▸ Task set:
#1 Answer these questions from the hurricane responder study article:
(a) What share of the workers in Puerto Rico met the diagnostic criteria for PTSD almost a year after the disaster?
(b) How many workers were assessed?
(c) In which journal was the study published?
#2 In one to three sentences, explain what the intervention analyzed in the hurricane responder study article was meant to do and whom it was meant to serve.

CHAMPAIGN, Ill. — Health care and social service providers who assisted victims of Hurricane Maria in Puerto Rico had double the rates of post-traumatic stress disorder and anxiety symptoms nearly a year after the disaster compared with peers who helped victims of Hurricane Harvey in Texas, a new study found.
More than 49% of the workers in Puerto Rico met the diagnostic criteria for PTSD almost a year after the disaster, compared with about 20% of their peers in Texas, according to assessments of 1,100 of these workers conducted by researcher Tara M. Powell, a social work professor at the University of Illinois at Urbana-Champaign.
Powell studies people’s coping after natural disasters and the effectiveness of interventions to help them.
In a study published in the journal Traumatology, Powell’s group analyzed the first wave of data from an intervention designed to promote resilience and well-being among providers who assisted victims of hurricanes Maria and Harvey – two major storms that struck Puerto Rico and Texas, respectively, during late summer 2017.

▸ Record excerpts:
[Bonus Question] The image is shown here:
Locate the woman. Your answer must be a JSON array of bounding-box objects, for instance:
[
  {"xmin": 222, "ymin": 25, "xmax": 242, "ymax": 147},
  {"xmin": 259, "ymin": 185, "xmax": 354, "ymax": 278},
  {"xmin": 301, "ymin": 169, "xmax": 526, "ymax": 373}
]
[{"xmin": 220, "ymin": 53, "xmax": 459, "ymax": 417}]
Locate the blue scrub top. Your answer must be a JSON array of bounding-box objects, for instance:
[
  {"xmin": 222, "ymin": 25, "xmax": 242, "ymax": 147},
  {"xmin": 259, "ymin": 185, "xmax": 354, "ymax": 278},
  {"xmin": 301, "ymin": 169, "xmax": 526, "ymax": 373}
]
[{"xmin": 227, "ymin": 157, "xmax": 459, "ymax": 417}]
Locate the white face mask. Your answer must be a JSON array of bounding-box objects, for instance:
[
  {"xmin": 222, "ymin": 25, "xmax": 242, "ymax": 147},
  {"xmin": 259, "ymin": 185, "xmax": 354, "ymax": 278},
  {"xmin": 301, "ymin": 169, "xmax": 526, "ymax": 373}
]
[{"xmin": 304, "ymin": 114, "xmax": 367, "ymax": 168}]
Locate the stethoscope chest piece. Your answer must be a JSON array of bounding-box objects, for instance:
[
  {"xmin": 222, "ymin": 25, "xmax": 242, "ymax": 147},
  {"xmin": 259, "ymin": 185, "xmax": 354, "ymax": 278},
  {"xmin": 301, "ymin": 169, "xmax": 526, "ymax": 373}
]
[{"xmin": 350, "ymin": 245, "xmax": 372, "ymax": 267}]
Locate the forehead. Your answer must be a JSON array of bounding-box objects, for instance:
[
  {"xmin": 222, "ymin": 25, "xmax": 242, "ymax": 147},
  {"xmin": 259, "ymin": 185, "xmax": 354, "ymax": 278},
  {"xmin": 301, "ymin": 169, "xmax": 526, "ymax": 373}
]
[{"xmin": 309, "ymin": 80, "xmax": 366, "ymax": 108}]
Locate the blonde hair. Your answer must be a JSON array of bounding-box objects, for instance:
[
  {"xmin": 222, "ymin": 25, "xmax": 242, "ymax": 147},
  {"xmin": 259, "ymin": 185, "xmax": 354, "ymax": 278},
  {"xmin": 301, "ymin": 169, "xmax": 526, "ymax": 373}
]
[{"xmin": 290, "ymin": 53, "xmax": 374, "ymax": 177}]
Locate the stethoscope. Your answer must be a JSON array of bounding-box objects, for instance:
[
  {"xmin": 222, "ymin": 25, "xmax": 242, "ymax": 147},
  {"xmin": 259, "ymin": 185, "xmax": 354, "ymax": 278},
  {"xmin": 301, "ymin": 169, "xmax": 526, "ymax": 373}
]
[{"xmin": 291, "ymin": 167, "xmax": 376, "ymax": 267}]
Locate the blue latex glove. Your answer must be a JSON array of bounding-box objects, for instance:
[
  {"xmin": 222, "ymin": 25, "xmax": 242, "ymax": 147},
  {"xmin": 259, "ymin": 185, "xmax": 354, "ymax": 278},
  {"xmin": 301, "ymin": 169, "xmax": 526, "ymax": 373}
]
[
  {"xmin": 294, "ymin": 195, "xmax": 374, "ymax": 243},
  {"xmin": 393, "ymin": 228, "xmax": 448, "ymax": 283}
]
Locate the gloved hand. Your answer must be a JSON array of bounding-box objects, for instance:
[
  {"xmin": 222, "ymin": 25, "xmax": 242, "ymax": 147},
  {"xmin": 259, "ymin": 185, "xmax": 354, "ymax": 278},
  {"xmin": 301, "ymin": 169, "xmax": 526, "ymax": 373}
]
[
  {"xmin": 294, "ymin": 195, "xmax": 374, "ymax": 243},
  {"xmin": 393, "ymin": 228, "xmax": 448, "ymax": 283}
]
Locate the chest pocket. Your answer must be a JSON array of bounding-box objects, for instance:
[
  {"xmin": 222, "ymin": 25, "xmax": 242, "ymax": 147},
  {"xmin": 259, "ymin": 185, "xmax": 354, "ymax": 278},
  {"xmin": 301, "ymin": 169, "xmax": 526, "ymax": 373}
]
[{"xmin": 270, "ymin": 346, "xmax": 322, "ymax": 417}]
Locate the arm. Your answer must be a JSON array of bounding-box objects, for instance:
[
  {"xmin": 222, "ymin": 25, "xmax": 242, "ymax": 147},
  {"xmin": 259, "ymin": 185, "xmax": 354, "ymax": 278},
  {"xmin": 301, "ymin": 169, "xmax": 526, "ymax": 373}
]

▸ Answers provided:
#1
(a) More than 49%.
(b) 1,100.
(c) Traumatology.

#2 The intervention was designed to promote resilience and well-being. It served providers who assisted victims of hurricanes Maria and Harvey, two major storms that struck Puerto Rico and Texas during late summer 2017.